[Dataset records]

-- -- --

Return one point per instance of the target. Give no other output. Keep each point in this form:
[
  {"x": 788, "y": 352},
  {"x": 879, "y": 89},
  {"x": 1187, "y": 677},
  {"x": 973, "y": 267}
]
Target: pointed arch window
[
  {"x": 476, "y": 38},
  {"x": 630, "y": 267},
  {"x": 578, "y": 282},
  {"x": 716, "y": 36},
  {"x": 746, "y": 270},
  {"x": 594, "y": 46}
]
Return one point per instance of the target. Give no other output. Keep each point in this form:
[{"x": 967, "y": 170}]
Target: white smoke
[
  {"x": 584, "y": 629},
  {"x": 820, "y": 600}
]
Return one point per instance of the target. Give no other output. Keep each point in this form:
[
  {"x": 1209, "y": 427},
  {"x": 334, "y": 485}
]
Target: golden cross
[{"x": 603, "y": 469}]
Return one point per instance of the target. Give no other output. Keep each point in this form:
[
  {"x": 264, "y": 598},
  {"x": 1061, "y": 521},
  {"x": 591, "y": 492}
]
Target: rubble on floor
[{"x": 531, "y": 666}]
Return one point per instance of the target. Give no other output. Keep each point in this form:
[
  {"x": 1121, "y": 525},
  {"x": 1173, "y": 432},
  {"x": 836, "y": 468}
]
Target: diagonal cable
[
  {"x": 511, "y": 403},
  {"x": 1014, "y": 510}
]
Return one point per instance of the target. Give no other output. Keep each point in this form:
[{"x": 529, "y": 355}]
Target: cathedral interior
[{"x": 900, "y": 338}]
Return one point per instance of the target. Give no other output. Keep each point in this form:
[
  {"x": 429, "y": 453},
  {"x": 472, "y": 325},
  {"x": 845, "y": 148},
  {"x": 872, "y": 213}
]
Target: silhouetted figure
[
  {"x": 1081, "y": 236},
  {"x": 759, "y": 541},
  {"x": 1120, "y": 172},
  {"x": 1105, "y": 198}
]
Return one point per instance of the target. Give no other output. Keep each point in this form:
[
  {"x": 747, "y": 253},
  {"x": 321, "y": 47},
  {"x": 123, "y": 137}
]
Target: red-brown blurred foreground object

-- -- --

### INSTRUCTIONS FOR THE TASK
Copy all of the items above word for word, with no changes.

### COMPLETE OUTPUT
Return one point per instance of the target. Give no other output. Keep each point in this form:
[
  {"x": 788, "y": 352},
  {"x": 879, "y": 89},
  {"x": 1187, "y": 677},
  {"x": 973, "y": 267}
]
Target: pointed arch window
[
  {"x": 476, "y": 38},
  {"x": 630, "y": 267},
  {"x": 578, "y": 282},
  {"x": 716, "y": 36},
  {"x": 746, "y": 270},
  {"x": 594, "y": 46}
]
Return one point per instance of the target. Give no other output. Keep each point in this form:
[{"x": 967, "y": 170}]
Target: white smoke
[
  {"x": 584, "y": 629},
  {"x": 820, "y": 600}
]
Return one point per instance of the target. Give no other output. Keep each point in this form:
[
  {"x": 1209, "y": 427},
  {"x": 334, "y": 485}
]
Target: golden cross
[{"x": 603, "y": 469}]
Return one point per instance of the target. Give no other output. Keep each point in this form:
[
  {"x": 264, "y": 598},
  {"x": 1061, "y": 521},
  {"x": 591, "y": 492}
]
Target: rubble on floor
[{"x": 531, "y": 666}]
Return one point per instance of the target. Give no other output. Keep each point in this form:
[
  {"x": 1121, "y": 525},
  {"x": 1173, "y": 432},
  {"x": 836, "y": 468}
]
Target: diagonal cable
[
  {"x": 511, "y": 403},
  {"x": 1014, "y": 510}
]
Return one point per instance of the target. Give no other output. Keep each point in this form:
[{"x": 529, "y": 355}]
Target: cathedral interior
[{"x": 900, "y": 338}]
Return one point per instance of the target. Give no other output. Keep each point in this form:
[
  {"x": 429, "y": 453},
  {"x": 472, "y": 325},
  {"x": 845, "y": 148},
  {"x": 872, "y": 213}
]
Target: silhouetted figure
[
  {"x": 1081, "y": 236},
  {"x": 759, "y": 541},
  {"x": 1120, "y": 172},
  {"x": 1105, "y": 198}
]
Return one point per instance of the target. Give no other output. Keep each point in this form:
[
  {"x": 747, "y": 253},
  {"x": 321, "y": 47},
  {"x": 123, "y": 137}
]
Target: red-brown blurred foreground object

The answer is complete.